Fragmenten uit items:

------------------------------

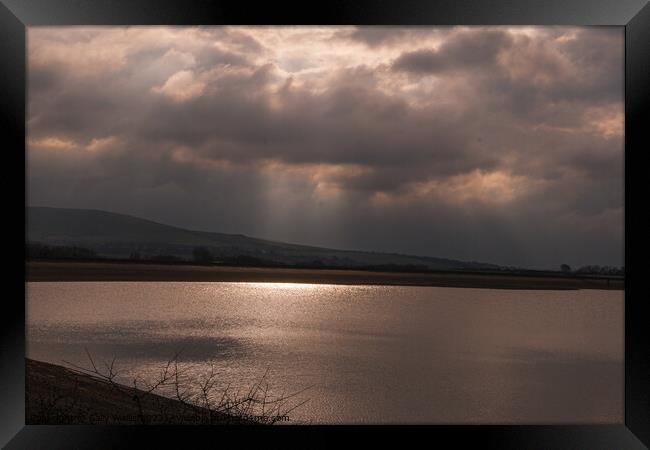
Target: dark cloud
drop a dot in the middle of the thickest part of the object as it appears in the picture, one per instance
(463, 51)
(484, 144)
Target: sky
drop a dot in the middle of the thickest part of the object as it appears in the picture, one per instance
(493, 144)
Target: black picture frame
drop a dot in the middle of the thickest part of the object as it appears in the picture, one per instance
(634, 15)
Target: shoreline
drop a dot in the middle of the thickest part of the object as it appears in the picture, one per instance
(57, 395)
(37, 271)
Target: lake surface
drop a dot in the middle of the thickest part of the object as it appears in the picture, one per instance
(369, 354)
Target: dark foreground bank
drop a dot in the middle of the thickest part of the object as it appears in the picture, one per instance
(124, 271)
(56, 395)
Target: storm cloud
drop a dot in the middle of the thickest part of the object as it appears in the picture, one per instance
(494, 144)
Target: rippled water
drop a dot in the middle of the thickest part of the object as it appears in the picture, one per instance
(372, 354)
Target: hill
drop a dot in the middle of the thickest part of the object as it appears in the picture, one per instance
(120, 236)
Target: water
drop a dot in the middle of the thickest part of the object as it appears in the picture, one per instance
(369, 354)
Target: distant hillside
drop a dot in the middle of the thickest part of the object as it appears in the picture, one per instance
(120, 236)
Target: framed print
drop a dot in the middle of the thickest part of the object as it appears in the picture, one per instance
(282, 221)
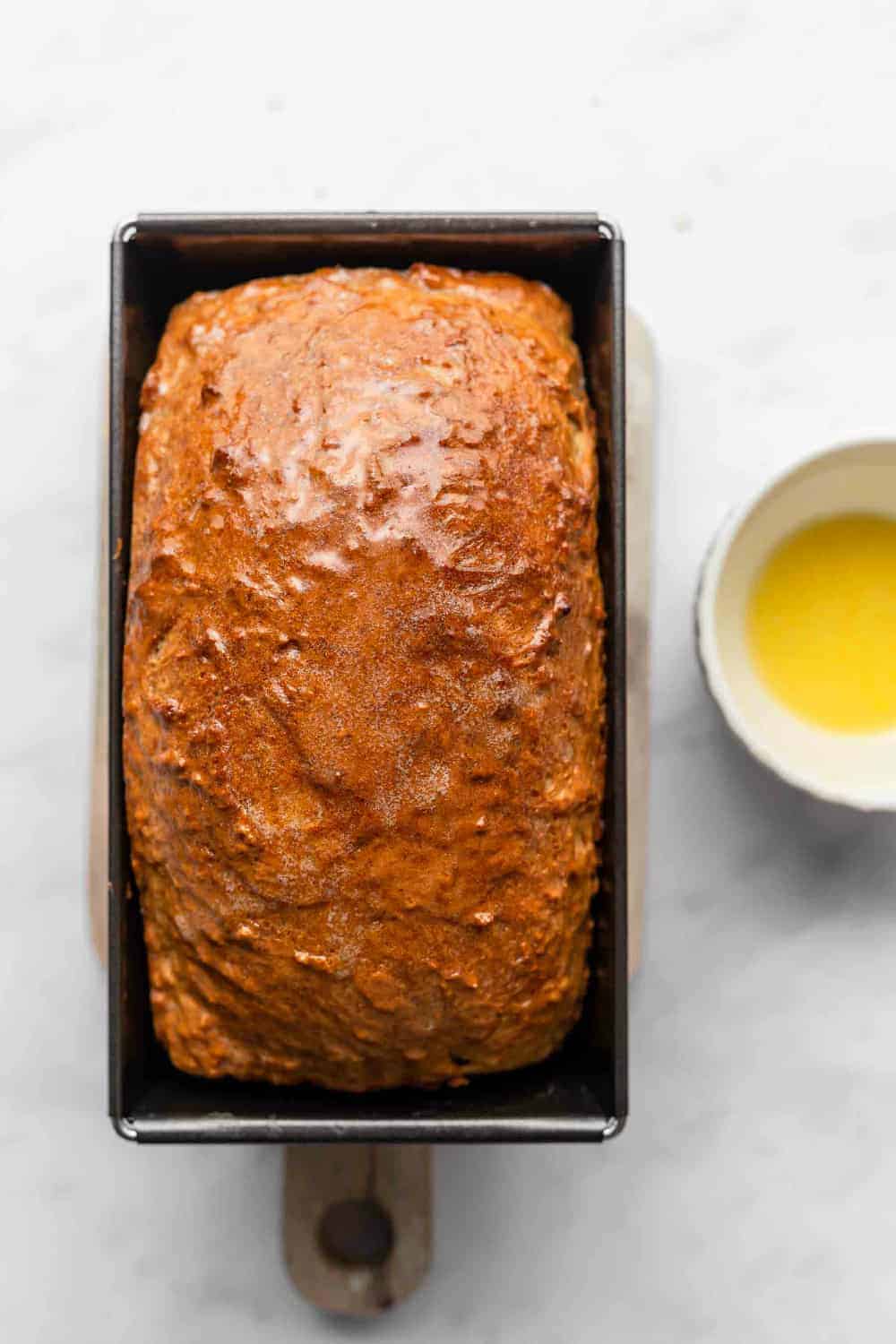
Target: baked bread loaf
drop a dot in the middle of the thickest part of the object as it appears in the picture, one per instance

------------------------------

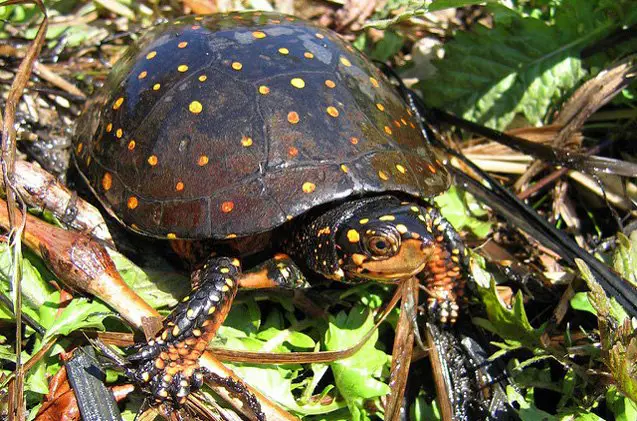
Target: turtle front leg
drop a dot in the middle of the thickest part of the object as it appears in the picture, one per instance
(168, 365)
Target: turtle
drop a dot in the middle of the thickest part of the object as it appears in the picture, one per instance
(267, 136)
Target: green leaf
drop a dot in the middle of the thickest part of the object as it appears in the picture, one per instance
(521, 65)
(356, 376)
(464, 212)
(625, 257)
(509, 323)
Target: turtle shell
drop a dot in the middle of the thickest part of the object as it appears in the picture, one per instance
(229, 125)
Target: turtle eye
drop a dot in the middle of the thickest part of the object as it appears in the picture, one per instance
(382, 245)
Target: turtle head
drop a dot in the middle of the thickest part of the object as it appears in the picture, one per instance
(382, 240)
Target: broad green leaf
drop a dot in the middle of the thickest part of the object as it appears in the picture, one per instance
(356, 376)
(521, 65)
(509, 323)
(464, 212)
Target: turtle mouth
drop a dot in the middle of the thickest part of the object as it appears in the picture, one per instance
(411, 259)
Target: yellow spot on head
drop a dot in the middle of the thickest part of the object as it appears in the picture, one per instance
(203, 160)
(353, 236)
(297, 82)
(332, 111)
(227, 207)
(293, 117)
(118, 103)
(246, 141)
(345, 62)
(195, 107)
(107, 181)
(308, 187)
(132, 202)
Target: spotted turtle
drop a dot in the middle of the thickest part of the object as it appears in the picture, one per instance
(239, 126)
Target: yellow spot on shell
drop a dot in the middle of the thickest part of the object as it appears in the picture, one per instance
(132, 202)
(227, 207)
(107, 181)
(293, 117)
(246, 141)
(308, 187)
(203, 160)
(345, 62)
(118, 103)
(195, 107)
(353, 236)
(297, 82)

------------------------------

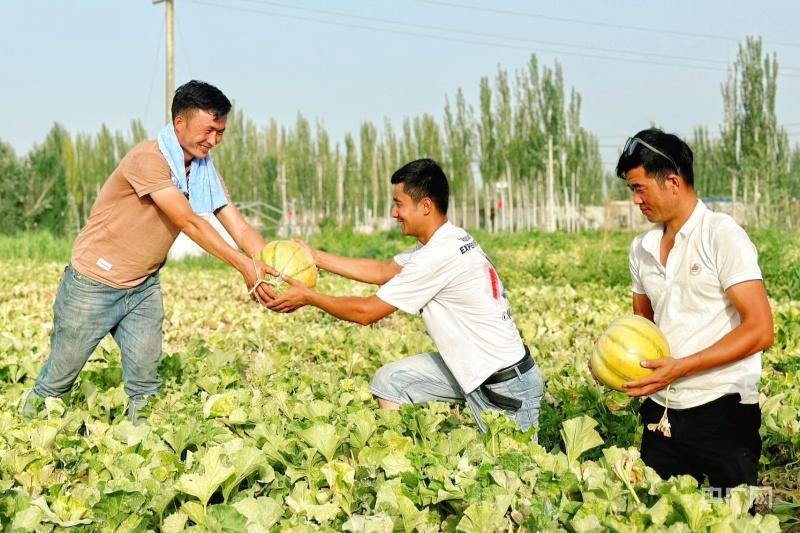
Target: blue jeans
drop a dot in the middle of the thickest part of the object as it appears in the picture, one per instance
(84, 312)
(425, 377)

------------------------------

Opdracht:
Noem alle regels uit de items hierboven waarin het woord "yellow" voorkomt, en neem elke regel letterlijk over.

Antwoord:
Target: yellow spot on head
Target: yellow spot on shell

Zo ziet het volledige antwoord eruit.